_PROMPT_
The answer must consist of every line from the entries that holds the word "strap".

_RECORDS SHOWN_

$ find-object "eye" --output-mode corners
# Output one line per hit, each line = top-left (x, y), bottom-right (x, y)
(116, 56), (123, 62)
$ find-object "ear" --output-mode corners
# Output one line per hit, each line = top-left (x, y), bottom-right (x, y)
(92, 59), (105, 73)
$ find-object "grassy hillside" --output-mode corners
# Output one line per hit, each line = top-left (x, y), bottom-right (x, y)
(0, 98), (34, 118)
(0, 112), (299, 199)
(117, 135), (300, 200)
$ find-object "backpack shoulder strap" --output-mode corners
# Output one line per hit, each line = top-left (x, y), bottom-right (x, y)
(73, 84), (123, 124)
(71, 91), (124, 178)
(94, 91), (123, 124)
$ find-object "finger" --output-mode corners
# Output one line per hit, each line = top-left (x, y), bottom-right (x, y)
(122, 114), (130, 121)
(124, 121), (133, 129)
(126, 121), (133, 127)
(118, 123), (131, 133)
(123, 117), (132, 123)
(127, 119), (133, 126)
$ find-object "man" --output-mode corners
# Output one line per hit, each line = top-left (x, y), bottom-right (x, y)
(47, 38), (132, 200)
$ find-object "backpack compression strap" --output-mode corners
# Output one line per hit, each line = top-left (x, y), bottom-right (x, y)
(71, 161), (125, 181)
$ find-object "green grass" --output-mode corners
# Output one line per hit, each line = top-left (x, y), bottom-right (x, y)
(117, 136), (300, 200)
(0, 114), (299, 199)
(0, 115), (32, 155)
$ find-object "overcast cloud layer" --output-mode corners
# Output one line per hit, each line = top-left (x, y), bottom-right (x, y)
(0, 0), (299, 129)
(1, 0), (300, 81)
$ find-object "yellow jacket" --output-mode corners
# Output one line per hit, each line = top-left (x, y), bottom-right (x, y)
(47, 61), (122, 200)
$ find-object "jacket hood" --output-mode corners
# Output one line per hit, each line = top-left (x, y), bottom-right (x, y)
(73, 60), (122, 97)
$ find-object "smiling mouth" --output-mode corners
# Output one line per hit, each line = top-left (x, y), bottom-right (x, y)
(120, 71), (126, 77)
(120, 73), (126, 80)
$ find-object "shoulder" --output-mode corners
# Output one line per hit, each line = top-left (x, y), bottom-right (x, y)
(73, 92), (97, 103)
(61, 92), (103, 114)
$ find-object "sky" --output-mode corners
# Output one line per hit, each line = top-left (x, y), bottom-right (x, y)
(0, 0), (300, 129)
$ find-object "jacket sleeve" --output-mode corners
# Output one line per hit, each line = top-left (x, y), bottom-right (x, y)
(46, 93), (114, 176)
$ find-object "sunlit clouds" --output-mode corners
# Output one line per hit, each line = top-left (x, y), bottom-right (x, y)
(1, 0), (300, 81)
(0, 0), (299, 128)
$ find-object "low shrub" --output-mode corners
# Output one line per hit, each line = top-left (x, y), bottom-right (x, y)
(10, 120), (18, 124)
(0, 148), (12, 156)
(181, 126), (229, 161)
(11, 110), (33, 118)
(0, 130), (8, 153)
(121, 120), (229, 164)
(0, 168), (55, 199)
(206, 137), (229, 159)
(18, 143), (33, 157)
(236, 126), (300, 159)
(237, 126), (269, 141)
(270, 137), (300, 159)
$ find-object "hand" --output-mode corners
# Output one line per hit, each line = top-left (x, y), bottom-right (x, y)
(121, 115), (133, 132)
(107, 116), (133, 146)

_ANSWER TO THIS PROBLEM_
$ find-object "backpack shoulder strap" --output-mode corners
$ find-object "backpack compression strap" --output-mode corners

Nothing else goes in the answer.